##### Source text

Jonono, the great-grandson of Ndebele moved north with his people and settled in the area just north east of modern-day Ladysmith in the mountains surrounding the mouth of the Cwembe River. Jononoskop which is approximately 30 km north east of Ladysmith is said to be the burial place of Jonono.
Jonono was succeeded as "Ngwenyama" which is the title of the King of the Ndebele, by his eldest son Nanasi who legend holds, was resistant to all poisons. One tale tells of how Nanasi feasted on the top of a nearby hill on poisonous fruit only to discover that he remained unharmed by the fruit. Today the alleged site is called "Butiswini" from ubuthi esiswini which roughly means 'a poisoned stomach'. Oral tradition does not tell us why Nanasi was eating poisonous fruit in the first place.
Migration to north of the Vaal river
Nanasi died without issue and so Mafana his brother succeeded him as Ngwenyama. Mafana is said to have lived in the mid 1500s. Mafana moved his people from their lands near Ladysmith moving in a north westward direction crossing first the Drakensberg Mountains and then made an attempt to cross the Vaal River. He was unsuccessful and drowned in the river along with a few others.
After the death of his father Mafana, Mhlanga assumed the throne and took his people over the Vaal River travelling in a north westward direction finally settling in an area around modern day Randfontein. Mhlanga established a new capitol that was later called eMhlangeni(now known as Mehlakeng), which means Mhlanga's place, and there he stayed with the Ndebele until his death.
Musi, the son of Mhlanga succeeded his father as Ngwenyama of the Ndebele people. While at eMhlangeni, Musi found the area becoming increasingly hostile from the Sotho-Tswana tribes to the west that had not taken kindly to the Nguni Ndebele settling so close to their borders. Ultimately due the competing of resources, Musi uprooted the Ndebele once again and moved his people northwards crossing first the Jukskei River then the Hennops River. After discovering the source of the Apies River, Musi's Ndebele moved north along its banks through Wonderboompoort and settled in the hills north of Wonderboomkop on both side of the Apies River. Here Musi established two settlements. The first of which "KwaMnyamana" (The Place of Black Rocks) served as a new capitol for the Ndebele and was situated on the eastern side of the Apies river. The second settlement was that of "eMaruleni" (Named for the abundance of Marula fruit trees), which was situated on the western side of the Apies river.
Musi's people also encountered the indigenous nomadic San people living along the Apies River whom they called "AbaTshwa" which is said to mean "The People who we ignore".

##########
##### Given entries

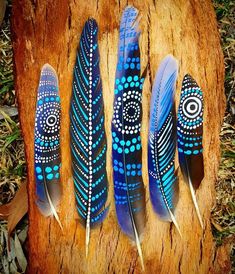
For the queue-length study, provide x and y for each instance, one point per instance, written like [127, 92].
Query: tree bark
[48, 32]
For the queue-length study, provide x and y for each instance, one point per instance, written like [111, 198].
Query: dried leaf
[20, 254]
[16, 209]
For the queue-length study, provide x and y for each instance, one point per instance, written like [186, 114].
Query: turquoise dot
[55, 168]
[129, 79]
[136, 78]
[132, 66]
[40, 177]
[123, 79]
[122, 143]
[128, 143]
[57, 176]
[120, 87]
[134, 140]
[48, 169]
[50, 176]
[119, 150]
[38, 169]
[132, 148]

##########

→ **Task objective**: Carry on the history of the Ndebele kings and their migrations from where it stops.

→ **Written response**:
Musi was a polygamist and as such fathered many children with many wives. The following are some of Musi's known progeny: Masombuka, also called Skhosana whose name means "to begin". First born son of Musi's third wife. Ndzundza, also called Hlungwana was the first born son of his second wife. Manala, also called Mbuduma was the first born son of his 'Great Wife'. There was also Mthombeni, also called Gegana, Sibasa, Mhwaduba, also called Lekhuleni, Mphafuli, Dlomo and Tshwane, whose historicity is hotly debated with many suggesting he was not the son of Musi but the son of Musi's brother Sekhubatane or even Musi's grandson. There are others who even suggest that he may have never existed at all.
According to Ndebele tradition, it is custom for the first born son of the 'Great Wife' to succeed his father as ruler over the Ndebele people. The first born of Musi's great wife was Manala. Thus Manala was the rightful heir to the ruling seat of the Ndebele. This did not sit well with Musi's second wife whose son Ndzundza was born first before Manala. Oral tradition on the many details of the following vary from community to community however what is mostly agreed upon is that when Musi was old, he was blind and quite senile. After the death of his great wife he was being nursed and cared for by his second wife. This second wife, sensing the passing of Musi was near, instructed Manala to go out and hunt an 'imbuduma' (Wildebeest) to honour his father in his last days. While Manala was out, Musi's second wife came to him and presented her son Ndzundza as Manala and asked Musi to bestow to Ndzundza the "iNamrhali" which it is said, are magical beads or a magical staff that produce a sound that mimics the cries of a child. This mysterious gift was passed from incumbent rulers to their successors at their death to fortify their rule as the new ruler.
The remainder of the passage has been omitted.